Thus, studying collection classes now brings all these features back into focus, each sharing the spotlight with -and complementing- the others. Once you accept the power of these tools, and practice using them, you'll never think about plain old arrays in the same way again (and maybe you'll never think of them at all).

This lecture begins with a taxonomy of the collection classes, and an introduction to the interfaces, abstract classes, and concrete classes that are used to define them. The second part of this lecture explores iterators, which is an interesting concept by itself, but which takes on a central role when coupled with collection classes. We can create extremely sophisticated and efficient behavior by composing collection classes (for modelling complex data) and processing them with iterators.


Design of Collection Classes In this section we will briefly examine the standard Java collection classes, to get a birds-eye view of how they are designed and implemented. First we will examine the overall relationships among the interfaces, abstract classes, and concrete classes; these features naturally arrange themselves into three vertical levels in a hierarchy. Then we will examine one example more closely, at each level in the hierarchy.

The following legend explains the three levels and some of the notation used.

 

Overall, there are three major groups of "collection" classes, eact rooted in one special interface: OrderedCollection, Collection, and Map. Each group is presented using the three vertical levels of interfaces, abstract classes, and concrete classes. We depict the OrderedCollection group as follows.

 

Next, we depict the Collection group as follows.

  And finally, we depict the Map group as follows.

  In each, interfaces are implemented by abstract classes (which supply some but not all of the needed methods) which are extended by concrete classes that inherit some behvaior from the abstract classes and define all their abstract methods. In some cases, an interface extends another interface: List and Set extend Collection; SortedSet extends Set; and SortedMap extends Map. In many cases, one abstract class extends another, before being extended by a concrete subclass. Recall that concrete subclasses automatically implement the interfaces that their superclasses implement, and [abstract]classes can implement more than one interface (but can extend only one superclass); this is a fundamentcal difference between interfaces and classes.

In the next three sections, we will examine the Javadoc of an interface, two abstract classes, and a concrete class, forming a chain from top to bottom, starting with the Collections interface and ending with the HashSet concrete class. We will spend two more lectures covering this same material in more detail.

Interfaces The methods specified in the Collection interface are summarized in the following Javadoc. The semantics of most methods should be somewhat intuitive. Primarily, objects can be added and removed from a collection, and checked for membership. Methods like add, contains, and remove which have Object parameters, have counterparts addAll, containsAll, and removeAll which use another Collection as a parameter, adding, removing, or checking for containment each of the values in the parameter.

Read these Javadoc descriptions now; we will examine them again, in more detail, in a subsequent lecture (including hashCode). We will discuss the iterator method (and the Iterator interface) at the end of this lecture.

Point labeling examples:
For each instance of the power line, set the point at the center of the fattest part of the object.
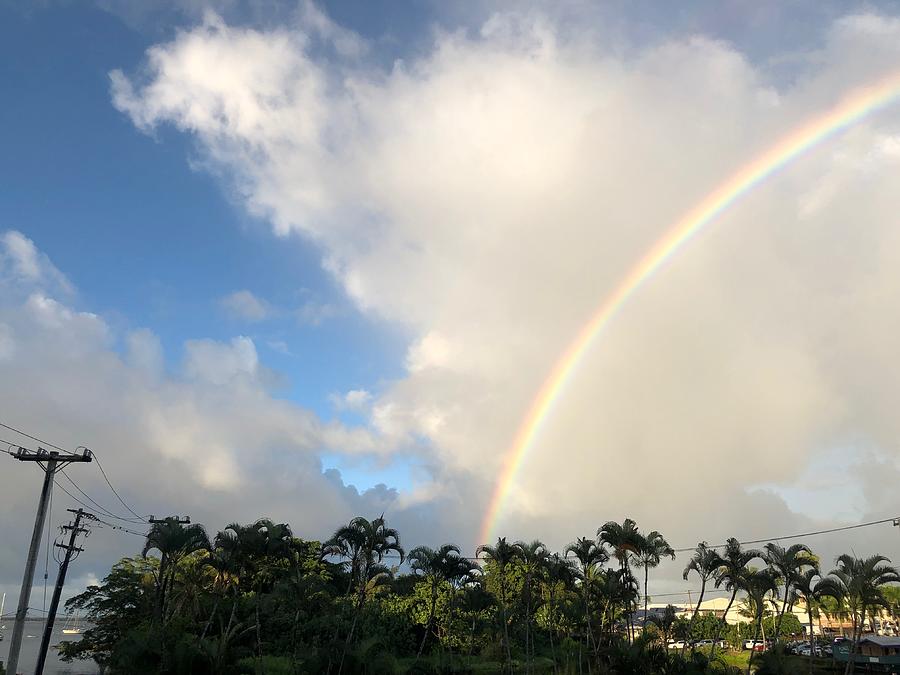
(123, 529)
(99, 466)
(102, 508)
(118, 496)
(801, 535)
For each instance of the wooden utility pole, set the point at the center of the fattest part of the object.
(50, 463)
(74, 530)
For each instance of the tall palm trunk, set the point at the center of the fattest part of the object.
(646, 595)
(724, 621)
(812, 647)
(428, 623)
(787, 589)
(694, 615)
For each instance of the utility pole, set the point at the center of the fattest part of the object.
(50, 463)
(74, 530)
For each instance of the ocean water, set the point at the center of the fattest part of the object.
(32, 641)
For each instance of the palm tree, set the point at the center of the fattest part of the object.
(365, 544)
(733, 567)
(786, 564)
(590, 556)
(705, 563)
(857, 582)
(256, 548)
(757, 584)
(665, 622)
(173, 541)
(625, 541)
(805, 589)
(653, 548)
(531, 557)
(437, 567)
(559, 574)
(501, 554)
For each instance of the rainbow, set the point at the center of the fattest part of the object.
(850, 110)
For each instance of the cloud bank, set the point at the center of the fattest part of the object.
(487, 195)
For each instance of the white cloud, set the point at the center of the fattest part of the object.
(489, 194)
(219, 363)
(209, 441)
(357, 400)
(21, 263)
(246, 306)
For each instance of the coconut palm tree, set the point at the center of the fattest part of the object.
(757, 584)
(590, 556)
(653, 549)
(705, 563)
(786, 564)
(857, 582)
(559, 574)
(665, 622)
(806, 589)
(501, 555)
(364, 544)
(733, 567)
(173, 541)
(257, 548)
(532, 557)
(437, 567)
(625, 542)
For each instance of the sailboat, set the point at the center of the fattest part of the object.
(71, 627)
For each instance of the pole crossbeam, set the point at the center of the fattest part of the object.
(50, 461)
(74, 530)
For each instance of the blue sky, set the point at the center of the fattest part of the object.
(150, 242)
(437, 214)
(145, 238)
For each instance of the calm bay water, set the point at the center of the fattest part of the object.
(30, 645)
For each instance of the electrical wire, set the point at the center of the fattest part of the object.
(107, 512)
(96, 459)
(9, 444)
(123, 529)
(802, 534)
(35, 438)
(114, 491)
(749, 542)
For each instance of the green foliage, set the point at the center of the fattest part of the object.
(258, 600)
(790, 625)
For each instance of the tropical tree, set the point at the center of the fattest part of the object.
(590, 556)
(786, 564)
(625, 542)
(502, 554)
(173, 541)
(437, 567)
(256, 548)
(732, 568)
(652, 550)
(665, 623)
(558, 575)
(531, 557)
(705, 563)
(758, 584)
(363, 544)
(858, 582)
(806, 589)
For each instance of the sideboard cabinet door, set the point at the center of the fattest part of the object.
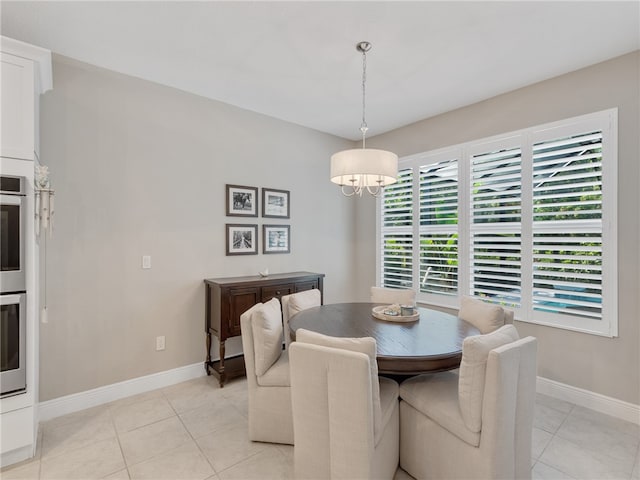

- **Complete the following**:
a: According to the lecture excerpt on Java collection classes, which three special interfaces root the major groups of collection classes?
b: Rewrite the entries as a numbered list, starting at the line that contains "For each instance of the coconut" and ending at the last line of the entries. Omit blank lines, and leave the pictures out of the answer.

- **Written responses**:
a: OrderedCollection, Collection, and Map.

b:
1. For each instance of the coconut palm tree, set the point at the center of the fattest part of the object.
2. (757, 584)
3. (590, 556)
4. (653, 549)
5. (705, 563)
6. (786, 564)
7. (857, 582)
8. (559, 574)
9. (665, 622)
10. (806, 589)
11. (501, 555)
12. (364, 544)
13. (733, 567)
14. (173, 541)
15. (257, 548)
16. (532, 557)
17. (437, 567)
18. (625, 542)
19. For each instance of the sailboat, set the point at the center of the fattest part of the object.
20. (71, 627)
21. For each instance of the pole crossbeam, set the point at the center of the fattest part of the object.
22. (50, 461)
23. (74, 530)
24. For each instance of the blue sky, set the point at the center of the fattest part of the object.
25. (150, 242)
26. (437, 214)
27. (145, 238)
28. For each instance of the calm bay water, set the point at the center of the fattest part of the object.
29. (30, 645)
30. For each instance of the electrical wire, set the point at the center of the fattest part of the object.
31. (107, 512)
32. (96, 459)
33. (9, 444)
34. (123, 529)
35. (802, 534)
36. (35, 438)
37. (114, 491)
38. (749, 542)
39. For each instance of the green foliage, set the point at the center of the fattest part of the object.
40. (258, 600)
41. (790, 625)
42. For each instance of the tropical tree, set the point at the center of the fattest part of the object.
43. (590, 556)
44. (786, 564)
45. (625, 542)
46. (502, 554)
47. (173, 541)
48. (437, 567)
49. (256, 548)
50. (732, 568)
51. (652, 550)
52. (665, 623)
53. (558, 575)
54. (531, 557)
55. (705, 563)
56. (758, 584)
57. (363, 544)
58. (858, 582)
59. (806, 589)
60. For each instance of the sideboard cabinet door, set the point at the center of the fattest part of the object.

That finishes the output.